Vorliegender Auszug ->

────────

Sein Gesang ist Balsam für die Seele. Seit 30 Jahren betört der Bariton sein Publikum. Das Studioalbum „Der perfekte Moment … wird heut verpennt" hat der Wahlberliner gemeinsam erarbeitet mit dem Kreativteam von Rosenstolz, Annette Humpe und Achim Hagemann. Im Interview spricht der Sänger Max Raabe alias Matthias Otto über den Sinn des Lebens, das Glück und den Tod.
Herr Raabe, Ihr neues Album ist eine Zusammenarbeit mit dem Kreativteam von Rosenstolz. Was interessiert Sie an Popmusikern?
Ich habe Peter Plate mal bei einer Eurovision-Song-Contest-Veranstaltung kennengelernt. Aber erst Annette Humpe, deren Urteil ich sehr vertraue, brachte mich auf die Idee, gemeinsam mit den Rosenstolz-Leuten Musik zu machen. Das hat auf Anhieb funktioniert und Spaß gemacht. Es hätte ja auch sperrig sein können, aber das Gegenteil war der Fall. Nach dem ersten Treffen stand schon das Gerüst von anderthalb Stücken. Die Rosenstolzler wollen vieles ausprobieren.
Wie haben Sie den Sound für das Album gefunden?
Das wussten wir bis zum Schluss nicht so richtig. Der Sound hat sich mit der Arbeit ergeben. Am Anfang hatte die Rhythmusfraktion einen enormen Rums, aber ich habe noch nichts gesagt, weil mir zuerst einmal Melodie und Text wichtig waren. Später sind sie ganz von selbst drauf gekommen. Ich habe mich auch schon einmal mit Leuten getroffen, denen die Reime egal waren. Aber ich liebe es, Worte zu finden und den Inhalt mit beiläufig klingenden Reimen zu bauen.
Ihr letztes Studioalbum liegt vier Jahre zurück. Lassen Sie sich immer so viel Zeit?
Wir haben wirklich sehr lange an dem Album gearbeitet, weil dieser Haufen so schwer zusammenzutreiben ist. Wir sind da nicht verbissen hinterher gejagt, sondern haben uns dann getroffen, wann es gepasst hat. Und dann war die Arbeit jeweils entspannt.
Das Album heißt „Der perfekte Moment … wird heut verpennt". Konnten Sie bei dieser Produktion perfekte Momente erleben?

────────

Datenzeilen ->

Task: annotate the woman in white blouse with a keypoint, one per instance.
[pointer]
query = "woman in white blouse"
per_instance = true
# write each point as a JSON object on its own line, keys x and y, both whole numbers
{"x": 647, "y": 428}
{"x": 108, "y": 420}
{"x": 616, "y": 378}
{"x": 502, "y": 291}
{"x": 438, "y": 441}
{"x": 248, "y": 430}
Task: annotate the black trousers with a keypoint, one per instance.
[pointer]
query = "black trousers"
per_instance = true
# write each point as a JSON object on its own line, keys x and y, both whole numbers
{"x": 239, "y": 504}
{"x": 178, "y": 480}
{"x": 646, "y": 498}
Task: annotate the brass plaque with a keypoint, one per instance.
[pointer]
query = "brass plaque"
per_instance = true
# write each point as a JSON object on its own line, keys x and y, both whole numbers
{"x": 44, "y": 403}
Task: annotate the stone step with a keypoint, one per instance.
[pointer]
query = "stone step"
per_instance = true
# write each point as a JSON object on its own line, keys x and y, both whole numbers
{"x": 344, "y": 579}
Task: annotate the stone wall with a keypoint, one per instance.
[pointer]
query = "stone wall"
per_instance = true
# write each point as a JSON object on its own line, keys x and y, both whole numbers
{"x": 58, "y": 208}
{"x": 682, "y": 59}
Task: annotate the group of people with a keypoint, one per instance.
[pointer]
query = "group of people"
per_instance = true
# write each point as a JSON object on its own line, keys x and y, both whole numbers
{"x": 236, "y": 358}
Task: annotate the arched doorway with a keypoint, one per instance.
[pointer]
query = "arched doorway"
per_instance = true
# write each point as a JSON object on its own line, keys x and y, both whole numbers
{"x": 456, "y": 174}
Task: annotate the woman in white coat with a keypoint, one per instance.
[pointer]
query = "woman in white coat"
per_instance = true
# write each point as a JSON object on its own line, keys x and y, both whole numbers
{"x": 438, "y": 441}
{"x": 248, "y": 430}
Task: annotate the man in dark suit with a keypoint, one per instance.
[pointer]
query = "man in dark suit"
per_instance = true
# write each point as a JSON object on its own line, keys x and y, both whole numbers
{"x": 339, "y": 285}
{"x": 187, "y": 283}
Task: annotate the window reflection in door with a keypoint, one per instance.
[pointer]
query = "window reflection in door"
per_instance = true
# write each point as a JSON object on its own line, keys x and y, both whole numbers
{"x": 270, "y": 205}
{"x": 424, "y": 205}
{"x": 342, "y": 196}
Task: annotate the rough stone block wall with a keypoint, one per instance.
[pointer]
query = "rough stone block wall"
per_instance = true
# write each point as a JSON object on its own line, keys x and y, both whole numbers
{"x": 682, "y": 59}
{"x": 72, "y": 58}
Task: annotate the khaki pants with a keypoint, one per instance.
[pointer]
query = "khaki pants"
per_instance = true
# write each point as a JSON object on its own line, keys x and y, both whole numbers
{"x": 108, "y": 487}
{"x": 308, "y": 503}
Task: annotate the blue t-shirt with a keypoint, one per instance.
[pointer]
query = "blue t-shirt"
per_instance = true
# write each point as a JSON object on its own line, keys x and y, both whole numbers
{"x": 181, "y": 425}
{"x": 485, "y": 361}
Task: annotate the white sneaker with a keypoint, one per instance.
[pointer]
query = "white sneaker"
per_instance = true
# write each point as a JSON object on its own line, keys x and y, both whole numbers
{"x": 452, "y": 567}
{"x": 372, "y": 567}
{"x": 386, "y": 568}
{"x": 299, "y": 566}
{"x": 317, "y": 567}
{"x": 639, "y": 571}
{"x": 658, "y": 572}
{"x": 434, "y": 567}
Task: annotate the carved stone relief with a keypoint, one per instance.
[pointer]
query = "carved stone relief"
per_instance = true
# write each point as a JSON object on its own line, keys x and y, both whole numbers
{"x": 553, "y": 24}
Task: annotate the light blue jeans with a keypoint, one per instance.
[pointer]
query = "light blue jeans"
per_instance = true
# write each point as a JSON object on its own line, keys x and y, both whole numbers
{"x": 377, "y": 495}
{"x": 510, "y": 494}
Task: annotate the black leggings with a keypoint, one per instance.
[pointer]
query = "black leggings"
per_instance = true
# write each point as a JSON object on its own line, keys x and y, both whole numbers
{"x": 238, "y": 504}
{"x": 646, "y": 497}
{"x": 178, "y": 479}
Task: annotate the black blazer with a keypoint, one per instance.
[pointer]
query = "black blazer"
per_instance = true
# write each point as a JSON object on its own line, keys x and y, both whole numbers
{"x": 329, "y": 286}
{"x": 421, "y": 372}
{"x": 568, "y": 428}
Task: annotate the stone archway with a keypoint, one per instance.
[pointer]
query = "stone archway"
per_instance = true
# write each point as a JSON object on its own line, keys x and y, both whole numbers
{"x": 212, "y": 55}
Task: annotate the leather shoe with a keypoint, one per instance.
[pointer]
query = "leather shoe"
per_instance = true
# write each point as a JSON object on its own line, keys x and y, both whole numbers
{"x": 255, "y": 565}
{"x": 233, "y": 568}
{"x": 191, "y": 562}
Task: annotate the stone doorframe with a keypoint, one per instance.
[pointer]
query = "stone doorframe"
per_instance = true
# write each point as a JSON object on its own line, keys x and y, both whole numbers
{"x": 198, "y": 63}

────────

Aufgabenstellung -> Wer brachte Max Raabe laut dem Interview auf die Idee, gemeinsam mit den Rosenstolz-Leuten Musik zu machen?

Ergebnis -> Annette Humpe.